• [EXERCISE DETAILS]: Will you restate verbatim the lines running from the line with "In this photo, where can the antenna" to the end of the data, leaving out everything else?
[Begin SOURCE DATA]
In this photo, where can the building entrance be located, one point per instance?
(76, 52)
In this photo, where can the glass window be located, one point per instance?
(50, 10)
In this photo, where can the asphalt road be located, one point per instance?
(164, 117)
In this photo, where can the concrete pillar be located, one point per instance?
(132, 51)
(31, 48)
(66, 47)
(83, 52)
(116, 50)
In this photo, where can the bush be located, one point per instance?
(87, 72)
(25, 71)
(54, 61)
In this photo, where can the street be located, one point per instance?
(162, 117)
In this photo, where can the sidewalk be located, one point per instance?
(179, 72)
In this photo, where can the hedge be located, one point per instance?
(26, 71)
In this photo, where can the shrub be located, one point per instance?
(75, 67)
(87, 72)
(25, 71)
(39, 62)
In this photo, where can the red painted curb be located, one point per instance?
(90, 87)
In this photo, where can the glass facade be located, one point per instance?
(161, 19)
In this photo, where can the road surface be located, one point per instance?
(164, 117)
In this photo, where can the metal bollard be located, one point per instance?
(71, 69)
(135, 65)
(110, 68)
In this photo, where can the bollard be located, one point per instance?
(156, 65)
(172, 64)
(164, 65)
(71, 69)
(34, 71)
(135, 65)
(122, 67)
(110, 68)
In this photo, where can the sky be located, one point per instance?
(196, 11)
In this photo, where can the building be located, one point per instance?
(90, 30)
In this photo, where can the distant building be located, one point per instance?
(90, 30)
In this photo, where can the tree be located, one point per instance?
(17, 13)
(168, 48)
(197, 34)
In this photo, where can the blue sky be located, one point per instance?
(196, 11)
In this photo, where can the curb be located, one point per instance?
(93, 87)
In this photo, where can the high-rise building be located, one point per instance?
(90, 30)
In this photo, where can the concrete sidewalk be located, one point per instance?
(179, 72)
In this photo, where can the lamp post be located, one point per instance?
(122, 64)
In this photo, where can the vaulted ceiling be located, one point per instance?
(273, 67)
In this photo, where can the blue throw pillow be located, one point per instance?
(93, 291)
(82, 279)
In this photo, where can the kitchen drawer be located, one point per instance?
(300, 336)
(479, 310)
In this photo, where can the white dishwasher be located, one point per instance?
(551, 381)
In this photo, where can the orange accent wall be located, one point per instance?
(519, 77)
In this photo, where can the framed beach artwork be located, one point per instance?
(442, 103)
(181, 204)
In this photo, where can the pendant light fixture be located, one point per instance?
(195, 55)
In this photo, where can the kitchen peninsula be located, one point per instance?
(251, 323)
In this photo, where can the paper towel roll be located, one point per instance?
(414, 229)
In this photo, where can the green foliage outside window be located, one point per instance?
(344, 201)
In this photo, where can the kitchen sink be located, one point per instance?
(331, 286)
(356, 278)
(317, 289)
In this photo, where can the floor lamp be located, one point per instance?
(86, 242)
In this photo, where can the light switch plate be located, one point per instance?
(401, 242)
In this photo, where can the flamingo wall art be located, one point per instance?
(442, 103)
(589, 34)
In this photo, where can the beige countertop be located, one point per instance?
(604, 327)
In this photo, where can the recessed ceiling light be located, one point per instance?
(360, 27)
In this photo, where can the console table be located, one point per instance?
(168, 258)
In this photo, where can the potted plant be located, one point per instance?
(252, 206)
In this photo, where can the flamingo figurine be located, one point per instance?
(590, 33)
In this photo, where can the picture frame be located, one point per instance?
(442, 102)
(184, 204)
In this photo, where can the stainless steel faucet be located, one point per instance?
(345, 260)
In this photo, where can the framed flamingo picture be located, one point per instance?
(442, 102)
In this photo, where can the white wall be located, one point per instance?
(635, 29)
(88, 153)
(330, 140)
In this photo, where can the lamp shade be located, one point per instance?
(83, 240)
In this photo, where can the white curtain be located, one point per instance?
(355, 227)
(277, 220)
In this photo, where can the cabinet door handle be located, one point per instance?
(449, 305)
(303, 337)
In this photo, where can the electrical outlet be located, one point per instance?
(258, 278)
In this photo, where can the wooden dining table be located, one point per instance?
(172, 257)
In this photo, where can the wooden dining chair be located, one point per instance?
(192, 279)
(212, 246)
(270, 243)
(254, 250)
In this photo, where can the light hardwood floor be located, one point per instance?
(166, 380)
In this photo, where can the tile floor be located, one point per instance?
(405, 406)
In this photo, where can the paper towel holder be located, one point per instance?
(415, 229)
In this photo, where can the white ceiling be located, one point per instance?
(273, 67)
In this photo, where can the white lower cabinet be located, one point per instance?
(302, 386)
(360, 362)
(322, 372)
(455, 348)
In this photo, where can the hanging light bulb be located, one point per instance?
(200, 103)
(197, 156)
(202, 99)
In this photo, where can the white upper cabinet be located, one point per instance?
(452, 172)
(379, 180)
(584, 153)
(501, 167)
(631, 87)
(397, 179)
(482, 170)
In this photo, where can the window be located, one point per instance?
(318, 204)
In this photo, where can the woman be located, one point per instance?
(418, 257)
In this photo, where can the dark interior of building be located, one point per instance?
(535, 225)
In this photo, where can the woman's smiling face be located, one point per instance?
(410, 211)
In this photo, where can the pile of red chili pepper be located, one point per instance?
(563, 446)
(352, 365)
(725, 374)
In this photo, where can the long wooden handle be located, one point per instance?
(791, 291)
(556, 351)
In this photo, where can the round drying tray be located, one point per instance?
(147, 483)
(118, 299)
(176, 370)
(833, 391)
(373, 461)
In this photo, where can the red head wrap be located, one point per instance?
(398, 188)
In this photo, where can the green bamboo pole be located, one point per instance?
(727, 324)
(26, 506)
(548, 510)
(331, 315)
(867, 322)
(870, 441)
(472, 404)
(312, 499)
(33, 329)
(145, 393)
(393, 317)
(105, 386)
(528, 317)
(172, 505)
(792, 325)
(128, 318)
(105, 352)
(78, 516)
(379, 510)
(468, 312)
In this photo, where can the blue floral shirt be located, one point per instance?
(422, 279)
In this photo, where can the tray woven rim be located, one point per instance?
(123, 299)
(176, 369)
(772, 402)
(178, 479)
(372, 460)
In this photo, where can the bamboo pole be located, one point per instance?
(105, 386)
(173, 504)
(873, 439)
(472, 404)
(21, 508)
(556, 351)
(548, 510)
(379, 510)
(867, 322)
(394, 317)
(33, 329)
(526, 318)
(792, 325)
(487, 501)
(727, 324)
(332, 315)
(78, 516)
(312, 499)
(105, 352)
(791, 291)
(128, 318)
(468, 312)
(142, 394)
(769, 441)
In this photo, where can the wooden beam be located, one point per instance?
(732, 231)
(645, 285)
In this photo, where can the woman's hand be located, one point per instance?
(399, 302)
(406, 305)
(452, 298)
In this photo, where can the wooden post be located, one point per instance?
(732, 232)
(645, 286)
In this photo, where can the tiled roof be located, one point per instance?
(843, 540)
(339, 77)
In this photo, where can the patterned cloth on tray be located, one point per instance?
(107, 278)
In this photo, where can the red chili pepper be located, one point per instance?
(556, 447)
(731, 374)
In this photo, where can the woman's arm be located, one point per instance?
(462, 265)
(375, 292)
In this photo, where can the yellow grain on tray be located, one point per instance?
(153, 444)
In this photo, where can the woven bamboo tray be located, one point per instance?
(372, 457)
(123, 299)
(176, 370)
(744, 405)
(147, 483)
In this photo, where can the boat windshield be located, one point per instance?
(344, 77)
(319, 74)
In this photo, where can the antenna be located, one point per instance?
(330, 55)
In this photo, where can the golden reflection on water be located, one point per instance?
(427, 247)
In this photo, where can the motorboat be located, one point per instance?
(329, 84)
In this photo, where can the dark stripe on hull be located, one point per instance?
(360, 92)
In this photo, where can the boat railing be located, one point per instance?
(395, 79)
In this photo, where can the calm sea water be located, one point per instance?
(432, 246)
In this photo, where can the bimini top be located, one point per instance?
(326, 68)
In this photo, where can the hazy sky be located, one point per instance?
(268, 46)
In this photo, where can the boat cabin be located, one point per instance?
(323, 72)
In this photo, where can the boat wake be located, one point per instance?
[End SOURCE DATA]
• [RESPONSE BELOW]:
In this photo, where can the antenna be located, one point per instance?
(330, 55)
In this photo, where can the golden reflection on water be located, one point per instance?
(427, 247)
In this photo, where can the motorboat be located, one point per instance?
(329, 84)
In this photo, where can the dark stripe on hull be located, one point per instance?
(360, 92)
In this photo, where can the boat railing be located, one point per instance?
(395, 79)
In this photo, where can the calm sea water be located, one point per instance?
(432, 246)
In this photo, where can the bimini top be located, one point per instance?
(326, 68)
In this photo, where can the hazy sky be located, one point per instance?
(268, 46)
In this photo, where can the boat cabin be located, one point per instance?
(323, 72)
In this photo, where can the boat wake be located, one point per instance?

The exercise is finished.